Task goal: Before copying, set the pictures aside; then repeat every line below verbatim.

[Dataset entries]
◇ ◇ ◇

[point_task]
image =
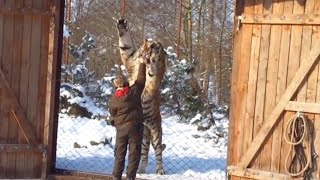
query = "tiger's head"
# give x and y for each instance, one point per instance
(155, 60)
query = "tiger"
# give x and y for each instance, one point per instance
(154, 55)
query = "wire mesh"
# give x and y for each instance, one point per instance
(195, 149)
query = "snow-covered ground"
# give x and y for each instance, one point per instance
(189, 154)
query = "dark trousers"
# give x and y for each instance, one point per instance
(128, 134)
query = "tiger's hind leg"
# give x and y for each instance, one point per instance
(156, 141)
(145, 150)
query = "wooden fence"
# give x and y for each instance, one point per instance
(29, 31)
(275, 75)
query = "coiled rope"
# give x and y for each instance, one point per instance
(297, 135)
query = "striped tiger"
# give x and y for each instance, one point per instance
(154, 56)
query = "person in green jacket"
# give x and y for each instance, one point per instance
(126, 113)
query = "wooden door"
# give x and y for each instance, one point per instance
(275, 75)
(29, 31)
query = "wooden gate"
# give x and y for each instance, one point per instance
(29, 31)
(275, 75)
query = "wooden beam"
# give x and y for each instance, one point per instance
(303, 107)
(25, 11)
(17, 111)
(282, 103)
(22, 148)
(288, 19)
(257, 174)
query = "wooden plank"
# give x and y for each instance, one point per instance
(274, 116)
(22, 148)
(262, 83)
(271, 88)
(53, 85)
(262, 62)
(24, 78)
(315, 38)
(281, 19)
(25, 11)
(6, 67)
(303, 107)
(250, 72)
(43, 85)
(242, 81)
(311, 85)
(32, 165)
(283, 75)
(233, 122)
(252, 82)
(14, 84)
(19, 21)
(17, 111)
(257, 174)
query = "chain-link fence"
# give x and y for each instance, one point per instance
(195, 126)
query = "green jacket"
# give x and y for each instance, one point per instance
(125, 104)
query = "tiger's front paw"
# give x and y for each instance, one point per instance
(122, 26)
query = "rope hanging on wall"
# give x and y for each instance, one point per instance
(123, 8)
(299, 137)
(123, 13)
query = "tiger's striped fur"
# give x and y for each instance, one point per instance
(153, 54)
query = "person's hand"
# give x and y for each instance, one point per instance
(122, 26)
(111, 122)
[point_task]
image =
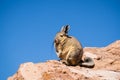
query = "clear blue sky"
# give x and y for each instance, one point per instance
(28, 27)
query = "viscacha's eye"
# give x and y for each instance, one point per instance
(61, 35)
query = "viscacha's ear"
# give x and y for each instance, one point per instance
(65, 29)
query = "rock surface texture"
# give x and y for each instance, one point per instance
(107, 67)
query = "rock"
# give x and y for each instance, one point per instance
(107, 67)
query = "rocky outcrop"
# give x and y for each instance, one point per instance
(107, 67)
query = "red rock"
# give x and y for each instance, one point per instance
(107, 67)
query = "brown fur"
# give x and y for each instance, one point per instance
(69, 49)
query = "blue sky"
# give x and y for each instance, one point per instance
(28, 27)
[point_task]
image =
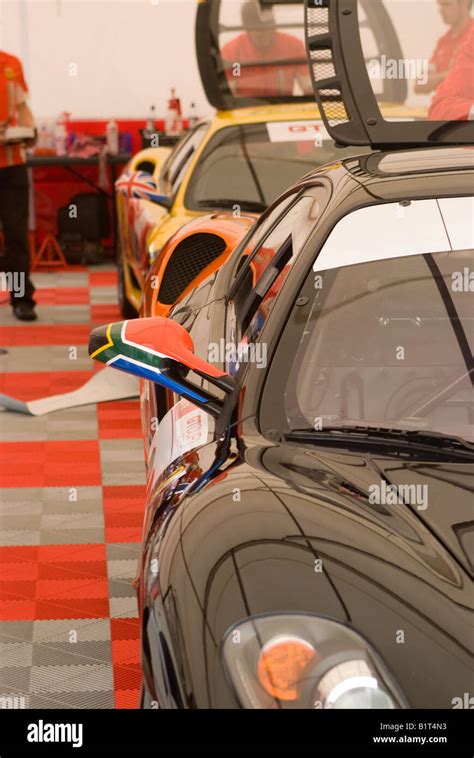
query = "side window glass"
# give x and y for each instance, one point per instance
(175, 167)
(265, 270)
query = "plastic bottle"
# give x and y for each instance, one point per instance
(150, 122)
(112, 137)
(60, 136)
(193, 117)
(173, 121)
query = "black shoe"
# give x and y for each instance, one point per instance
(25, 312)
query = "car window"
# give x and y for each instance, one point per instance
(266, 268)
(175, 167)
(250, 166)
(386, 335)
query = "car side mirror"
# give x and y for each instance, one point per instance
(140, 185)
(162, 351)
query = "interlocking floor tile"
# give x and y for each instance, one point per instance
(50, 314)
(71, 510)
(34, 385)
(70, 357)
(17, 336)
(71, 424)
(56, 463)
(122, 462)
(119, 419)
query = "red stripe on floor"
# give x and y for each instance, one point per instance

◇ ◇ ◇

Response area:
[point_task]
image =
query = "tiger's head"
# give x and y for each instance, one point per instance
(155, 60)
query = "tiger"
# give x and y for each instance, one point per instance
(154, 55)
query = "wire mesh"
# give x and y for each instance, one point per instance
(195, 149)
query = "snow-covered ground"
# give x and y for each instance, one point per instance
(189, 154)
query = "dark trousers"
# give x and y for each instance, one point per instance
(128, 134)
query = "tiger's hind leg"
# give x and y for each instance, one point per instance
(156, 141)
(145, 150)
query = "wooden fence"
# give x and y for each instance, one point per instance
(29, 31)
(275, 75)
query = "coiled rope"
# give x and y for each instance, one point per instance
(297, 135)
query = "striped tiger"
# give x and y for each instance, one point per instance
(154, 56)
query = "person in green jacket"
# give x and y for each instance, one point per instance
(126, 113)
query = "wooden door"
# give x and y for each instance, one point per instance
(275, 75)
(29, 31)
query = "wooden gate"
# give x and y for each instance, one point per instance
(29, 31)
(275, 75)
query = "wooden beam"
# give x and y for each instance, one point per instance
(303, 107)
(25, 11)
(17, 111)
(282, 103)
(22, 148)
(288, 19)
(257, 174)
query = "wooden plank"
# give x and y for each instance, one point per instance
(274, 116)
(22, 148)
(262, 83)
(271, 88)
(53, 85)
(262, 62)
(24, 78)
(315, 38)
(281, 19)
(25, 11)
(6, 67)
(303, 107)
(250, 72)
(43, 85)
(242, 81)
(311, 85)
(32, 165)
(283, 75)
(233, 122)
(252, 82)
(14, 84)
(19, 21)
(17, 111)
(257, 174)
query = "chain-link fence"
# give x and y for each instance, one point per instance
(195, 126)
query = "green jacket"
# give x and y for each instance, one point per instance
(125, 104)
query = "tiger's front paw"
# give x and y for each instance, one point per instance
(122, 26)
query = "rope hanging on wall"
# give x and y for each instance, one point per instance
(123, 8)
(299, 137)
(123, 13)
query = "tiger's striped fur"
# give x and y for each instance, one point per instance
(153, 54)
query = "person's hand"
# give x and y for each instance, one point per instance
(122, 26)
(111, 122)
[point_task]
image =
query = "clear blue sky"
# give x and y for each instance, one point per instance
(28, 27)
query = "viscacha's eye"
# give x and y for each instance, one point per instance
(61, 35)
query = "viscacha's ear"
# give x and y for each instance, one point per instance
(65, 29)
query = "rock surface texture"
# give x and y for each instance, one point per instance
(107, 67)
query = "rock"
# give x and y for each instance, one point per instance
(107, 67)
query = "rocky outcrop"
# give x and y for each instance, one point per instance
(107, 67)
query = "red rock"
# give x and y for each instance, one point per instance
(107, 67)
query = "brown fur"
# give x and y for each instance, one point per instance
(69, 49)
query = "blue sky"
# give x and y for each instance, one point per instance
(28, 27)
[point_task]
image =
query = "side window glass"
# give x and y for each instance, one point per instance
(175, 167)
(265, 270)
query = "plastic bottle"
# give x and y for each instance, one point per instance
(150, 122)
(112, 137)
(60, 136)
(193, 117)
(173, 121)
query = "black shoe"
# give x and y for each instance, one point per instance
(25, 312)
query = "car window"
# give x and y for each instance, one point per instance
(266, 268)
(175, 167)
(250, 166)
(386, 335)
query = "car side mirror"
# give x and y for each instance, one point per instance
(140, 185)
(162, 351)
query = "interlocking floor tile"
# give x and y for each instance, one point per instance
(50, 314)
(71, 510)
(34, 385)
(70, 357)
(17, 336)
(71, 424)
(56, 463)
(122, 462)
(119, 419)
query = "red stripe on floor"
# give x and y for each instance, one point per instance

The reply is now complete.